* [Passage to read]:

Procedure to preparation:
 
 
Step 1: keep the pressure cooker on the stove, pour 2tbsp of vegetable oil, put the meat in the cooker and fry it for few minutes, following to that add onion, ginger garlic paste and tomato together and fry it for few minutes.
 
 
Step 2: Then put 1tbsp mutton masala powder, 1tbsp pepper powder, salt and fry it.
 
Step 3: pour 3 cups of water and allow for 4 to 5 whistle in the cooker and keep it aside
 
Step 4:  In another stove, keep the pan and pour 2tbsp of vegetable oil, put chopped mushroom in the pan and fry it, now pour the mutton stock and mutton from the cooker and boil it.
 
Step 5: If you need more spicy, you can add litte pepper as per the taste. add the coriander leaves for garnishing.

* [Problem statement]:
Decide whether each statement agrees with the cooking procedure, answering yes or no and quoting the words that decide it. 1. The meat is fried in the pressure cooker before the onion goes in. 2. The cooker is allowed 2 to 3 whistles. 3. The chopped mushroom is fried in the pressure cooker.

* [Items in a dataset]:
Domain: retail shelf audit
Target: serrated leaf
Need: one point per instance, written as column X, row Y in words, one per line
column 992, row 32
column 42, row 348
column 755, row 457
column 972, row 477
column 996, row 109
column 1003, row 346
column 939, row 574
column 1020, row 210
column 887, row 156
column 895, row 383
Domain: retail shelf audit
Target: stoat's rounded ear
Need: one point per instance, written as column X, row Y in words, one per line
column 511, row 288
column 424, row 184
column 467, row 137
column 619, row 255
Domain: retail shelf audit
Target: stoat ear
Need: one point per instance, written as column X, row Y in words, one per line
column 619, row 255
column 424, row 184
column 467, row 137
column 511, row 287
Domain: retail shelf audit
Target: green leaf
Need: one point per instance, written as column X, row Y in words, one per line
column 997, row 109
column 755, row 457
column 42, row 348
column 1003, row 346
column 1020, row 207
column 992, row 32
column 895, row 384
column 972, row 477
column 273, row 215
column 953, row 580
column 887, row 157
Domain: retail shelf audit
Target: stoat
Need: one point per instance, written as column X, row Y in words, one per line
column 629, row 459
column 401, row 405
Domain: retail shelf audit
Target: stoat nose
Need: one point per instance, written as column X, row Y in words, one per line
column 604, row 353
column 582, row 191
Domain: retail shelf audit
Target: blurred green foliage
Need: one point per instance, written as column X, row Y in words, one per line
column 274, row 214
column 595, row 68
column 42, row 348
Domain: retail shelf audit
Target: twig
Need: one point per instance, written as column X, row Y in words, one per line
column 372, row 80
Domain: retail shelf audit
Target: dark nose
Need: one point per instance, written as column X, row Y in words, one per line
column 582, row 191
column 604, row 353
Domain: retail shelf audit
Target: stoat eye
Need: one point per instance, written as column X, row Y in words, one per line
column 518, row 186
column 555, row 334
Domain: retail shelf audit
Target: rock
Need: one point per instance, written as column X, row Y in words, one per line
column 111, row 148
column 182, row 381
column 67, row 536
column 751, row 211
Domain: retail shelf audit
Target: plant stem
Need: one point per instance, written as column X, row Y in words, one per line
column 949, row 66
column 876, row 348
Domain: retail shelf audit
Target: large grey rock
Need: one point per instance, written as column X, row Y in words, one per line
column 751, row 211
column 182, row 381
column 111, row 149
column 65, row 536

* [Result of the task]:
1. Yes: "put the meat in the cooker and fry it for few minutes, following to that add onion"
2. No: "allow for 4 to 5 whistle in the cooker"
3. No: "In another stove, keep the pan and pour 2tbsp of vegetable oil, put chopped mushroom in the pan and fry it"